Set problem 1 —
Using the holding company regulation text, answer each question:
(a) Under which state's insurance company law must the Company register with the insurance department?
(b) What share of the voting stock of an insurance company or its parent is presumptively considered a change of control under most states' statutes?
(c) In what month and year did several of Prudential Financial's insurance regulators convene a supervisory college?
Set problem 2 — Update the holding company regulation text, starting with "In October 2013, several" and going on through "Company’s risk profile.", and put "supervisory council" in place of "supervisory college".

Page text —
---------------

Holding Company Regulation
We are subject to the Arizona insurance company law which requires us to register with the insurance department and to furnish annually financial and other information about the operations of the Company. Generally, all transactions with affiliates that affect the Company must be fair and reasonable and, if material, require prior notice and approval or non-disapproval by the Arizona insurance department.
Most states have insurance laws that require regulatory approval of a direct or indirect change of control of an insurer or an insurer’s holding company. Laws such as these that apply to us prevent any person from acquiring control of Prudential Financial or of its insurance subsidiaries unless that person has filed a statement with specified information with the insurance regulators and has obtained their prior approval. Under most states’ statutes, acquiring 10% or more of the voting stock of an insurance company or its parent company is presumptively considered a change of control, although such presumption may be rebutted. Accordingly, any person who acquires 10% or more of the voting securities of Prudential Financial without the prior approval of the insurance regulators of the states in which its U.S. insurance companies are domiciled will be in violation of these states’ laws and may be subject to injunctive action requiring the disposition or seizure of those securities by the relevant insurance regulator or prohibiting the voting of those securities and to other actions determined by the relevant insurance regulator. In addition, many state insurance laws require prior notification to state insurance departments of a change in control of a non-domiciliary insurance company doing business in that state.
Currently, there are several proposals to amend state insurance holding company laws to increase the scope of regulation of insurance holding companies (such as Prudential Financial). The NAIC, has promulgated model laws for adoption internationally and in the United States that would provide for “group wide” supervision of Prudential Financial as an insurance holding company in addition to the current regulation of Prudential Financial’s insurance subsidiaries. While the timing of their adoption and content will vary by jurisdiction, we have identified the following areas of focus in these model laws: (1) uniform standards for insurer corporate governance; (2) group-wide supervision of insurance holding companies; (3) adjustments to risk-based capital calculations to account for group-wide risks; and (4) additional regulatory and disclosure requirements for insurance holding companies. At this time, we cannot predict with any degree of certainty what additional capital requirements, compliance costs or other burdens these requirements would impose on Prudential Financial or the Company, if adopted.
In October 2013, several of Prudential Financial’s domestic and foreign insurance regulators convened a supervisory college. The purpose of the supervisory college is to promote ongoing supervisory coordination, facilitate the sharing of information among regulators and to enhance each regulator’s understanding of the Company’s risk profile.

---------------

Record excerpts —
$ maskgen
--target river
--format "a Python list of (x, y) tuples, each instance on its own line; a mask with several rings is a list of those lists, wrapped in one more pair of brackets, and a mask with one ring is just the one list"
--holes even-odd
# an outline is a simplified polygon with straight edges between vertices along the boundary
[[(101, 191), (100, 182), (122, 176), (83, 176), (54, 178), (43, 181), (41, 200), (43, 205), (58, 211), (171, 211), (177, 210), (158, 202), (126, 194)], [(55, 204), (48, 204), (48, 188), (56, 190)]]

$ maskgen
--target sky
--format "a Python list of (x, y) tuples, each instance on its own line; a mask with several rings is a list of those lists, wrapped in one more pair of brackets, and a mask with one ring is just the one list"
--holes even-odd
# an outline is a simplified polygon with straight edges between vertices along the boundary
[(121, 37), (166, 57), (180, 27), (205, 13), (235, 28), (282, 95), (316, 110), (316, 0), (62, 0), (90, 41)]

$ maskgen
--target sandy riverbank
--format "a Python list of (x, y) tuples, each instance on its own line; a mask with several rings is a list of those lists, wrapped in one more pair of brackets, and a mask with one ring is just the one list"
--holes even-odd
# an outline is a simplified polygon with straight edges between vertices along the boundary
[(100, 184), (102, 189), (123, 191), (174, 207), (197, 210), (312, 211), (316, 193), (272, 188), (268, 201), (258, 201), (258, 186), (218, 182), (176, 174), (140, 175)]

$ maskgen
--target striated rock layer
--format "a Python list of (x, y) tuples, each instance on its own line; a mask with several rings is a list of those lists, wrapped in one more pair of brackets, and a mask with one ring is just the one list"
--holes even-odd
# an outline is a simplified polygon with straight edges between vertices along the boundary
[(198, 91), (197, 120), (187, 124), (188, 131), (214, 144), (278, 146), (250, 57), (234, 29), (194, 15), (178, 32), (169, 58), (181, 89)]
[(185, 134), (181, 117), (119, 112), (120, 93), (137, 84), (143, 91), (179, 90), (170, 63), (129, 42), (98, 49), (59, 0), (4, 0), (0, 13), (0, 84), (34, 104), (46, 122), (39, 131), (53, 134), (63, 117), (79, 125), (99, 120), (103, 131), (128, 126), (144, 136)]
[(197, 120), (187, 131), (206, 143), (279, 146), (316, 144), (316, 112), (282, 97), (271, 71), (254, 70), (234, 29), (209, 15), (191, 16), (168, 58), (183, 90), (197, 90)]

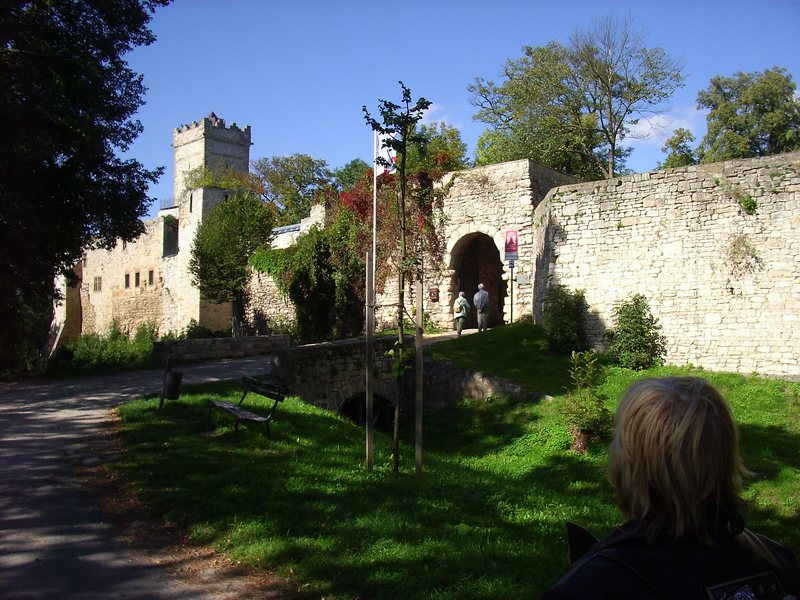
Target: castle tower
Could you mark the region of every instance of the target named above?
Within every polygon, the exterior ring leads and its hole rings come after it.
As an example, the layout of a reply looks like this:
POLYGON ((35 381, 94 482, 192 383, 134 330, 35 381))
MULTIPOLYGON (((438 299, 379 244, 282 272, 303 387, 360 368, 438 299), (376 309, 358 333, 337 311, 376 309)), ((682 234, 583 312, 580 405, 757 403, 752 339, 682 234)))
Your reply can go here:
POLYGON ((250 126, 240 129, 236 123, 225 126, 213 112, 199 122, 177 127, 172 132, 175 149, 175 205, 187 200, 184 185, 192 169, 231 168, 246 173, 250 165, 250 126))
POLYGON ((231 307, 201 298, 189 273, 192 242, 203 218, 227 197, 227 191, 207 187, 187 190, 185 177, 198 167, 247 172, 250 165, 250 126, 230 127, 213 112, 172 133, 175 151, 175 201, 159 212, 162 229, 162 313, 164 330, 180 331, 189 320, 212 330, 230 325, 231 307))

---------------

Response 1 —
(a) Arizona
(b) 10% or more
(c) October 2013

Response 2 —
In October 2013, several of Prudential Financial’s domestic and foreign insurance regulators convened a supervisory council. The purpose of the supervisory council is to promote ongoing supervisory coordination, facilitate the sharing of information among regulators and to enhance each regulator’s understanding of the Company’s risk profile.